* begin Exercise data *

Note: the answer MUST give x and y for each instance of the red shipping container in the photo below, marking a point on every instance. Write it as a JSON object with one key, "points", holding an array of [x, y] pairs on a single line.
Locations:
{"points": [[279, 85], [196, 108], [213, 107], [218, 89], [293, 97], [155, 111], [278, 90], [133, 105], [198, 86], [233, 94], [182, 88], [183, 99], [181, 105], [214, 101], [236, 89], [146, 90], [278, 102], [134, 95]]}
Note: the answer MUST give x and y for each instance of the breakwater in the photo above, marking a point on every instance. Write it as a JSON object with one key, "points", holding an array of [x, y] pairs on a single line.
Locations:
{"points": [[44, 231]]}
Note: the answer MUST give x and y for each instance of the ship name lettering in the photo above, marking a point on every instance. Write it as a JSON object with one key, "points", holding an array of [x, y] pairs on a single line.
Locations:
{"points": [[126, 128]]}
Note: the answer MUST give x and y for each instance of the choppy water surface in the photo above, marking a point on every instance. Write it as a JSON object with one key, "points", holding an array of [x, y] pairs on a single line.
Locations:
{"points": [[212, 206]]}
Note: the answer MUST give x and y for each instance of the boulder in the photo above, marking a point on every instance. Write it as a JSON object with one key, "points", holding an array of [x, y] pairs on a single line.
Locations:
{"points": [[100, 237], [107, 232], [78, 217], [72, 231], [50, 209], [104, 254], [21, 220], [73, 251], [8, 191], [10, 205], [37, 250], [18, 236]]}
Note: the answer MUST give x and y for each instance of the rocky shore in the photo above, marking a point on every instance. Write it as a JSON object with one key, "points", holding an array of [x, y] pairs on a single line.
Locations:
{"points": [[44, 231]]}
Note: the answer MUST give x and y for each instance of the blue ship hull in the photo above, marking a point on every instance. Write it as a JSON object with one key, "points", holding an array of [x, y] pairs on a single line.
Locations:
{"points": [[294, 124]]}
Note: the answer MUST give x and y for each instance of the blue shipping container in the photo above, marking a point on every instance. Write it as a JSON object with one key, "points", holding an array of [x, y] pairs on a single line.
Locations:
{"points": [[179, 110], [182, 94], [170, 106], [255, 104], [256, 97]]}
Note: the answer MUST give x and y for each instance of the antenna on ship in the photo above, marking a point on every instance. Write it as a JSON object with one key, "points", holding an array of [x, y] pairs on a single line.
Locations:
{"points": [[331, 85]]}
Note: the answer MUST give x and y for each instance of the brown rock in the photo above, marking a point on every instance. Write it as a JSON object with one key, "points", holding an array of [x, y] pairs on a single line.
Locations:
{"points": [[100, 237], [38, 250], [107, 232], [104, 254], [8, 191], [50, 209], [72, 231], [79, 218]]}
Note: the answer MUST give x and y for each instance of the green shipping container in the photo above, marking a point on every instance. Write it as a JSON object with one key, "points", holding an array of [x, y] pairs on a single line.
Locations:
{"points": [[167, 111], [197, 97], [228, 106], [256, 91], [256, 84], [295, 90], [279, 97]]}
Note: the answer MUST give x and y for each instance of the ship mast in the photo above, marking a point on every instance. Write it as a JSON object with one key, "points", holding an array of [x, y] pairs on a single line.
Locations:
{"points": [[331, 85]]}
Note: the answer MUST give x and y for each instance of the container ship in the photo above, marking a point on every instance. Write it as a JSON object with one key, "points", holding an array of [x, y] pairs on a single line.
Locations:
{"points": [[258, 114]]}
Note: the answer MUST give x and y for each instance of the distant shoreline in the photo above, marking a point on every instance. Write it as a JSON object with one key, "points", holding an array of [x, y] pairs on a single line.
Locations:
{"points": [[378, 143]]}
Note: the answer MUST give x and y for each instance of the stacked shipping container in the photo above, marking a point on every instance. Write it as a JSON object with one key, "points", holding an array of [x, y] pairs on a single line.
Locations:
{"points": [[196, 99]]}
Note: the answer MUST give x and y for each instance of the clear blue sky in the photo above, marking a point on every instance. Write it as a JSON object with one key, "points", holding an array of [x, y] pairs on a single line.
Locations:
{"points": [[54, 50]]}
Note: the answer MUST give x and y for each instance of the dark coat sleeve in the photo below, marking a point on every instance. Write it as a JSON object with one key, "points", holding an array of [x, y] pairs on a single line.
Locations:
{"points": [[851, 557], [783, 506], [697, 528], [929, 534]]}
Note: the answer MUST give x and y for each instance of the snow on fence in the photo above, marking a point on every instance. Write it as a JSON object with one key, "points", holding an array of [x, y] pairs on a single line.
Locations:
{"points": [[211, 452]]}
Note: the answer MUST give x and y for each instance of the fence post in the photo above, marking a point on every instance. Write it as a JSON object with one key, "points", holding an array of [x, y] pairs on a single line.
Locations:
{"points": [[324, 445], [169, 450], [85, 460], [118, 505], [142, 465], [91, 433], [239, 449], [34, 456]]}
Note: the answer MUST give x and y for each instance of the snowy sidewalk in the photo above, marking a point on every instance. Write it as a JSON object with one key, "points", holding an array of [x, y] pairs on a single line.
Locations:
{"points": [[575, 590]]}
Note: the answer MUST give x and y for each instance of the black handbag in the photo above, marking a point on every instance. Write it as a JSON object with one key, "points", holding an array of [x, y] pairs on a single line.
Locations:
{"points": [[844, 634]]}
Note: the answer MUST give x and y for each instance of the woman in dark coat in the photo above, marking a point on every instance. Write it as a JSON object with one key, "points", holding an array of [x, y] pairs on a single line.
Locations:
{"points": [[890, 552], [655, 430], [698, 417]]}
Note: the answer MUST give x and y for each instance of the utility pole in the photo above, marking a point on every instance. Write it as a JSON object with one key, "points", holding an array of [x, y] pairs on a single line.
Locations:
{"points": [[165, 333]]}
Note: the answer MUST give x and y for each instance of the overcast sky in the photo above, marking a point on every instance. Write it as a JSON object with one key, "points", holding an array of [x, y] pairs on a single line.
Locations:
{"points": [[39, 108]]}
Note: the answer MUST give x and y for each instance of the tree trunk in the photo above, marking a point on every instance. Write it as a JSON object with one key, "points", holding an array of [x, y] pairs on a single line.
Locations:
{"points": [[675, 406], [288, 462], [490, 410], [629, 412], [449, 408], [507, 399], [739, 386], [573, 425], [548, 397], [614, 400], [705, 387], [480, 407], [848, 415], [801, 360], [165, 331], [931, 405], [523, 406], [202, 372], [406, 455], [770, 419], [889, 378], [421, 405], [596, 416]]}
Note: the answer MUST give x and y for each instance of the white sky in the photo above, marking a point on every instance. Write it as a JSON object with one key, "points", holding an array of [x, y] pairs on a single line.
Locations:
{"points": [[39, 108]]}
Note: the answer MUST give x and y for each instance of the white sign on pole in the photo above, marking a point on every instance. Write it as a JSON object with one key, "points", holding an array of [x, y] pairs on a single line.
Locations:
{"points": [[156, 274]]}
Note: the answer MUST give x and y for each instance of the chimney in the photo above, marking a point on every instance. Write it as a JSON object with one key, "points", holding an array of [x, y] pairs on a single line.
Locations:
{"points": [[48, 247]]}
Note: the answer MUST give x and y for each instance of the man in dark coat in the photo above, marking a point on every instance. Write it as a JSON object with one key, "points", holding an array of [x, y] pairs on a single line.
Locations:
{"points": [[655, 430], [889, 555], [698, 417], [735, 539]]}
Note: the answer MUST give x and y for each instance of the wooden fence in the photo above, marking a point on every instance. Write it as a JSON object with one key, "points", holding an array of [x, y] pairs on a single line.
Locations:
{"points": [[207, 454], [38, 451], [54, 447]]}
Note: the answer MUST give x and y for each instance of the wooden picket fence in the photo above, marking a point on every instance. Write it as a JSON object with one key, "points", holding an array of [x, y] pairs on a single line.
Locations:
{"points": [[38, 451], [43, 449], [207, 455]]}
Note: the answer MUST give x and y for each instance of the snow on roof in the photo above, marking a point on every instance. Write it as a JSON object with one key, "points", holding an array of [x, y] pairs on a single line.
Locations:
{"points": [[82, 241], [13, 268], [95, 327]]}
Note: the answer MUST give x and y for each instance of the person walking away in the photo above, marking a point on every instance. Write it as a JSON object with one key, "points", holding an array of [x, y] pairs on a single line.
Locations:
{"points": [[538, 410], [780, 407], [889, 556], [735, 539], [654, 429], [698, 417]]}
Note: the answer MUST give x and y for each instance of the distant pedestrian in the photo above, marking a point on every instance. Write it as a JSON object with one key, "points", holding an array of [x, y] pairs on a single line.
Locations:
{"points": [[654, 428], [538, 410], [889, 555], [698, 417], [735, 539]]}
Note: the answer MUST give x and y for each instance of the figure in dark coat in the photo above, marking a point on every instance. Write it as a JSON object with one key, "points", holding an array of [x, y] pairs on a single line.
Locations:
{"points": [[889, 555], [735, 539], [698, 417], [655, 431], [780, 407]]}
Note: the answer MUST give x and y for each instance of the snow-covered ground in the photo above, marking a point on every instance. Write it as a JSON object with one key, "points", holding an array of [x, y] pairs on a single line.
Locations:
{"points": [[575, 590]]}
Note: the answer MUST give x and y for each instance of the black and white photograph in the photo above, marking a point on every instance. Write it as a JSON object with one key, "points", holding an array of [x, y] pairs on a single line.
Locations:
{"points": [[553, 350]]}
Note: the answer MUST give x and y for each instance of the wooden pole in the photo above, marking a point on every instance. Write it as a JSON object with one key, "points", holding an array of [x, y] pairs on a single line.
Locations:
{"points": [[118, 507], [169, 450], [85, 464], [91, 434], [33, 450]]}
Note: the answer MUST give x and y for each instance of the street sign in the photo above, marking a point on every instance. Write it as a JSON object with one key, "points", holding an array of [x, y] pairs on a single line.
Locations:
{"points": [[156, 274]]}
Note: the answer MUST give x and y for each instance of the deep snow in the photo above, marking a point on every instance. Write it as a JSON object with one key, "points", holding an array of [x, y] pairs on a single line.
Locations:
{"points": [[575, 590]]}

* end Exercise data *

### Written task
Set out everything from the line containing "of the deep" down to the end of the material as a Markdown table with the columns Row and Line. Number each line in sequence and omit any blank lines.

### Exercise response
| Row | Line |
|---|---|
| 1 | Note: the answer MUST give x and y for each instance of the deep snow in the photo above, marking a point on every instance. Write it as a JSON object with one key, "points", holding an array of [x, y] pairs on a single line. |
| 2 | Locations: |
| 3 | {"points": [[575, 590]]} |